- [页面节选]:
- - -

CsvSchema 扫描directory文件路径，找到所有“.csv”文件，为每个文件创建对应的一张表，本例中directory = target/test-classes/sales，文件路径下包含EMPS.csv and DEPTS.csv,对应实现EMPS和DEPTS两张表。

小结

我们不需要在model中定义任何表，schema自动生成这些表，主要流程如下：

model文件——指定——> XXXSchemaFactory——实现SchemaFactory构建——>XXXSchema—–实现AbstractSchema构建table—->XXXTable—-实现Table接口—>实现Scan文件任务

Tables and views in schema

除了schema自动生成表，还可以利用schema的tables属性定义额外的表。下面是如何在schema中定义view视图的例子：

{
  version: '1.0',
  defaultSchema: 'SALES',
  schemas: [
    {
      name: 'SALES',
      type: 'custom',
      factory: 'org.apache.calcite.adapter.csv.CsvSchemaFactory',
      operand: {
        directory: 'target/test-classes/sales'
      },
      tables: [
        {
          name: 'FEMALE_EMPS',
          type: 'view',
          sql: 'SELECT * FROM emps WHERE gender = \'F\''
        }
      ]
    }
  ]
}

其中：

‘view’ 标识 FEMALE_EMPS 为视图

对于视图，我们可以像普通表一样查询：


sqlline> SELECT e.name, d.name FROM female_emps AS e JOIN depts AS d on e.deptno = d.deptno;
+--------+------------+
|  NAME  |    NAME    |
+--------+------------+
| Wilma  | Marketing  |
+--------+------------+

Custom tables

Custom table: 用户代码直接实现的表（而不是通过schema实现）

model-with-custom-table.json中的一个例子，如下:

{
  version: '1.0',
  defaultSchema: 'CUSTOM_TABLE',
  schemas: [
    {
      name: 'CUSTOM_TABLE',
      tables: [
        {
          name: 'EMPS',
          type: 'custom',
          factory: 'org.apache.calcite.adapter.csv.CsvTableFactory',
          operand: {
            file: 'target/test-classes/sales/EMPS.csv.gz',
            flavor: "scannable"

- - -

- [任务说明 A]:
在 CSV 适配器节选中，directory 所指的文件路径下包含哪两个文件？
- [任务说明 B]:
判断下列说法是否符合 CSV 适配器节选，每条回答“是”或“否”，并引用节选中起决定作用的原文：(i) 使用 schema 时，需要在 model 中逐一定义表；(ii) 视图可以像普通表一样查询；(iii) Custom table 是通过 schema 实现的表。
- [任务说明 C]:
从 CSV 适配器节选停下的地方往下续写。

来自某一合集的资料
- - -

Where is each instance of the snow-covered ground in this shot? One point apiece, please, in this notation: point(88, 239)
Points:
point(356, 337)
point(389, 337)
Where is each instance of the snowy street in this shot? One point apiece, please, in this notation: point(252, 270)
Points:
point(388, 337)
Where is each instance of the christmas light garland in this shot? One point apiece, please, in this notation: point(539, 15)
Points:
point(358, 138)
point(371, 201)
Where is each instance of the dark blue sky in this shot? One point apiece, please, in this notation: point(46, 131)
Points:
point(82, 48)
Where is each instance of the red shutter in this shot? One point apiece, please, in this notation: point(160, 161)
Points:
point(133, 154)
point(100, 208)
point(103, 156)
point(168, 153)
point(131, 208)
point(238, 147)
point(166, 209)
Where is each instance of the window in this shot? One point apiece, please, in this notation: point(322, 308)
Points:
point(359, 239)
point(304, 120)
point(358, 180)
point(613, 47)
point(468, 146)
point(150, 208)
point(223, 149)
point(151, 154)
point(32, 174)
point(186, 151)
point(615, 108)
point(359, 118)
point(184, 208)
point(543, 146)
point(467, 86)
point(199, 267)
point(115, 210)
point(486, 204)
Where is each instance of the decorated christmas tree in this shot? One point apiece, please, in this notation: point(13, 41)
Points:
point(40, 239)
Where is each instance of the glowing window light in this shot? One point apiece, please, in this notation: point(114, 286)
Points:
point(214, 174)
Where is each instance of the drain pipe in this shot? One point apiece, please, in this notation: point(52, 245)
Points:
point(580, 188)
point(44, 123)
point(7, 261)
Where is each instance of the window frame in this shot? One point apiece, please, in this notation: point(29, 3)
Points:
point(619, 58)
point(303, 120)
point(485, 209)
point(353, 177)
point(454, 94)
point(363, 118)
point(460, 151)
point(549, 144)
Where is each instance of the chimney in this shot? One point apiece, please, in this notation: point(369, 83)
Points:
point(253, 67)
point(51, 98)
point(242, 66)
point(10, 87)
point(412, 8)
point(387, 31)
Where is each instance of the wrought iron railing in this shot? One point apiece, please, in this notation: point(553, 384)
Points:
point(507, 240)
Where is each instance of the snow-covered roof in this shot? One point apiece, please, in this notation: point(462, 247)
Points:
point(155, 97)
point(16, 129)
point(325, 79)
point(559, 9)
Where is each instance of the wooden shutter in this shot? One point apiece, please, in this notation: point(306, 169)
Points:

- - -

- [任务结果 A]:
EMPS.csv 和 DEPTS.csv。

- [任务结果 B]:
(i) 否：“我们不需要在model中定义任何表，schema自动生成这些表”
(ii) 是：“对于视图，我们可以像普通表一样查询”
(iii) 否：“用户代码直接实现的表（而不是通过schema实现）”

- [任务结果 C]:
          }
        }
      ]
    }
  ]
}

查询方式如下:

sqlline> !connect jdbc:calcite:model=target/test-classes/model-with-custom-table.json admin admin
sqlline> SELECT empno, name FROM custom_table.emps;
+--------+--------+
| EMPNO  |  NAME  |
+--------+--------+
| 100    | Fred   |
| 110    | Eric   |
| 110    | John   |
| 120    | Wilma  |
| 130    | Alice  |
+--------+--------+

The schema is a regular one, and contains a custom table powered by org.apache.calcite.adapter.csv.CsvTableFactory, which implements the Calcite interface TableFactory. Its create method instantiates a CsvScannableTable, passing in the file argument from the model file:
和上面给出过的schema类似，多出一个rg.apache.calcite.adapter.csv.CsvTableFactory标识表的创建工厂（CsvTableFactory实现TableFactory，create()方法中实现CsvScannableTable）

public CsvTable create(SchemaPlus schema, String name,
    Map<String, Object> map, RelDataType rowType) {
  String fileName = (String) map.get("file");//model中的参数，直接指定文件路径，不需要扫描文件
  final File file = new File(fileName);
  final RelProtoDataType protoRowType =
      rowType != null ? RelDataTypeImpl.proto(rowType) : null;
  return new CsvScannableTable(file, protoRowType);
}

小结与对比

作为实现custom schema的补充，实现custom table和上面的custom schema自动创建表一样最后都要实现一个类似的Table接口，不同的是custom table不需要实现 metadata discovery（CsvTableFactory和CsvSchema一样都要创建CsvScannableTable，只不过不需要扫描文件找.csv文件，文件路径是明确指定的）
Custom tables需要开发者为每张表提供明确的文件（路径），同时也给开发者提供了更过可控的可能性（为每个表给定不同的参数）

Comments in models

Models can include comments using /* … */ and // syntax:

{
  version: '1.0',
  /* Multi-line
     comment. */
  defaultSchema: 'CUSTOM_TABLE',
  // Single-line comment.
  schemas: [
    ..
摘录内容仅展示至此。